> _INSTRUCTIONS FOR THE TASK_: Set down, word for word, the passage of the article on Viktor Nikitin that opens with "Nikitin started writing" and closes with "published in 2011.".

= Viktor Nikitin (writer) =

Russian writer, playwright, and editor (1960–2020)

Viktor Nikolaevich Nikitin (15 November 1960 – 30 September 2020) was a Russian writer, playwright and editor. He was a member of the Union of writers of Russia.

== Biography ==
Nikitin graduated from the Voronezh Institute of Civil Engineering in the road traffic department. He lived in Voronezh and worked in his early years as a prose editor in the magazine Pod"yom; from 2005 to 2015, he was the editor of the prose department of the «Russkiy pereplot» portal.

==Writing career==

Nikitin started writing in 1986 (when his first story, Clever, was published in the Voronezh newspaper Molodoy Kommunar). His works were published in the magazines Rise, Moscow, Zvezda, Our Contemporary, October, Siberian Lights, Russian Echo, Gates of Siberia, Don, North, Russian Federation today; and in the newspapers Komsomolskaya Pravda, Literaturnaya Gazeta, Uchitelskaya Gazeta, Rossiyskiy Pisatel, Interpol-Express and others. He wrote stories, essays, and plays, including Open / Closed, 2004; Viva Stalin!, 2006; Drinking with Chekhov, 2006; A horse has hooves, a man has legs, 2007; Death of the Middle Class, 2008; Afternoon Cruel Disappointment, 2009; and the novel Songs of the Working Class, published in 2011.

> _ENTRIES SUPPLIED_:
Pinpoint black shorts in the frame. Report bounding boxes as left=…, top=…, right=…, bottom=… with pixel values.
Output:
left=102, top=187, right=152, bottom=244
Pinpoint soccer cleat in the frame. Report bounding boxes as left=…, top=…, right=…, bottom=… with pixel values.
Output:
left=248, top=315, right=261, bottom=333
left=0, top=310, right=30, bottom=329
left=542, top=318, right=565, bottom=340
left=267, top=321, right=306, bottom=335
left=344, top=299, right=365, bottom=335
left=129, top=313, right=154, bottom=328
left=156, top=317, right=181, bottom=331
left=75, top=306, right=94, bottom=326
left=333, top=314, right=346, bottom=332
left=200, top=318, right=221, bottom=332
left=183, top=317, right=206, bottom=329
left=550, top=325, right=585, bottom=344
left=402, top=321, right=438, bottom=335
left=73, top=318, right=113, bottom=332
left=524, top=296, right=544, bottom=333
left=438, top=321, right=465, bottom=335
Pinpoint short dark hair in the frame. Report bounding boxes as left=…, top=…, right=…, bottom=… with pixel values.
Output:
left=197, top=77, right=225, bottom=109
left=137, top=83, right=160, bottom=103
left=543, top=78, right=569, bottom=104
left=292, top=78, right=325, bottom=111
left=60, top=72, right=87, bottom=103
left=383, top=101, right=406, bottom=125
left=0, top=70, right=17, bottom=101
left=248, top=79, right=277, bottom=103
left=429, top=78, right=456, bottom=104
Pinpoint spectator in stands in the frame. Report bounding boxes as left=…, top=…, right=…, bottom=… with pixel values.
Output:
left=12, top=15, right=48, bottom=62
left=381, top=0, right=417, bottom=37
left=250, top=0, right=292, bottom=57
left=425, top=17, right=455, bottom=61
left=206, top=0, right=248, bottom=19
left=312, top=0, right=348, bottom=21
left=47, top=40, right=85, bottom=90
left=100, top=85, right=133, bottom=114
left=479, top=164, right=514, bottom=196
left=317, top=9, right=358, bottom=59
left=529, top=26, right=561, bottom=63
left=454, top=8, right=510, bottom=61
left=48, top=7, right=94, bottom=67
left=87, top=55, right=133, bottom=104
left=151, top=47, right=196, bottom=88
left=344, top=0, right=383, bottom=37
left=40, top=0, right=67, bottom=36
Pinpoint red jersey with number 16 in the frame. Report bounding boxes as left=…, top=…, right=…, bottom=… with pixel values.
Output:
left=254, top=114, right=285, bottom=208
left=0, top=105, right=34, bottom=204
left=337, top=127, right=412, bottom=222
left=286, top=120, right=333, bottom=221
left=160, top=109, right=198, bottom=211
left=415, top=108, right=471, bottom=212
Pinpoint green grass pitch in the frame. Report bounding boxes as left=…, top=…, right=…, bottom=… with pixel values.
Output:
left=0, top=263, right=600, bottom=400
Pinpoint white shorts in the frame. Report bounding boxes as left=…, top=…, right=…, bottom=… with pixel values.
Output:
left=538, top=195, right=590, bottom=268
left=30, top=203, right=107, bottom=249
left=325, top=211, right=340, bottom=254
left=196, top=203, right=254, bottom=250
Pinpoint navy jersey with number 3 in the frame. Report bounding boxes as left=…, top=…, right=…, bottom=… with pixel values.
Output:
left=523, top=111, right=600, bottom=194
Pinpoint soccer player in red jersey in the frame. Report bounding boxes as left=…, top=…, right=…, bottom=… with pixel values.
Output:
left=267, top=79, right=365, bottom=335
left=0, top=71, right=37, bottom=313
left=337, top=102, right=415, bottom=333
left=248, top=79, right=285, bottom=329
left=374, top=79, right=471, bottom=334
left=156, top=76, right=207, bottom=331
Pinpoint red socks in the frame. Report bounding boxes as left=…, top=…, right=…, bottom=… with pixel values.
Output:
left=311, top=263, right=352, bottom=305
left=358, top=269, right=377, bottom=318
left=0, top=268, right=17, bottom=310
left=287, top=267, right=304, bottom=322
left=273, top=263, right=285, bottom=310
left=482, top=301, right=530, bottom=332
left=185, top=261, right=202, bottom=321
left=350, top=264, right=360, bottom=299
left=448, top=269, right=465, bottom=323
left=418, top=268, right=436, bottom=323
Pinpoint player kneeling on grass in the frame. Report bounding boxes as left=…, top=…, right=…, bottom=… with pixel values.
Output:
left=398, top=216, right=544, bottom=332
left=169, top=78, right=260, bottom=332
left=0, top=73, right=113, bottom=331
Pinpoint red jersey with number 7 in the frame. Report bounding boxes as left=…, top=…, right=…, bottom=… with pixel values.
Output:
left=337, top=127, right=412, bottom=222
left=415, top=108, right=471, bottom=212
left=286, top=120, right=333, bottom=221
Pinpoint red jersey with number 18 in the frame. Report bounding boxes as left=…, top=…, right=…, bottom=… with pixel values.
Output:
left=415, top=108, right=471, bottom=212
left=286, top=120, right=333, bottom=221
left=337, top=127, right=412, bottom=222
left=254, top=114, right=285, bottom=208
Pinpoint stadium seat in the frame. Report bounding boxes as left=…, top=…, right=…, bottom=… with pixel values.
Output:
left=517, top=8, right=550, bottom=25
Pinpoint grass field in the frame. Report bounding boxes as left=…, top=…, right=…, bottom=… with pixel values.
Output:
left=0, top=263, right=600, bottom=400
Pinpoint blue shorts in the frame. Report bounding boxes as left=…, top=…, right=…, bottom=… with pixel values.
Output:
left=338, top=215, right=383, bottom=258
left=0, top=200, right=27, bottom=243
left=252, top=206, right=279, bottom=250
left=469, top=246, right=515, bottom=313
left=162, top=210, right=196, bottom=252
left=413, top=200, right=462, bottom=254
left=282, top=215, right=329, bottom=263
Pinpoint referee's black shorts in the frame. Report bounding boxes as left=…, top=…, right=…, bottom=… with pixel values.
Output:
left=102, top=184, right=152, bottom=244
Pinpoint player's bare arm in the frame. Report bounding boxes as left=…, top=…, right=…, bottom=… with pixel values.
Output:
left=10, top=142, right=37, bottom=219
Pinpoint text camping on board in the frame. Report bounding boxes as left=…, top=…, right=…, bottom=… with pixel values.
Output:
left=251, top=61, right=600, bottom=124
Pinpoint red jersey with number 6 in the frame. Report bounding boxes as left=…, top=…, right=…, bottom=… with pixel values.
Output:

> _EXPECTED OUTPUT_:
Nikitin started writing in 1986 (when his first story, Clever, was published in the Voronezh newspaper Molodoy Kommunar). His works were published in the magazines Rise, Moscow, Zvezda, Our Contemporary, October, Siberian Lights, Russian Echo, Gates of Siberia, Don, North, Russian Federation today; and in the newspapers Komsomolskaya Pravda, Literaturnaya Gazeta, Uchitelskaya Gazeta, Rossiyskiy Pisatel, Interpol-Express and others. He wrote stories, essays, and plays, including Open / Closed, 2004; Viva Stalin!, 2006; Drinking with Chekhov, 2006; A horse has hooves, a man has legs, 2007; Death of the Middle Class, 2008; Afternoon Cruel Disappointment, 2009; and the novel Songs of the Working Class, published in 2011.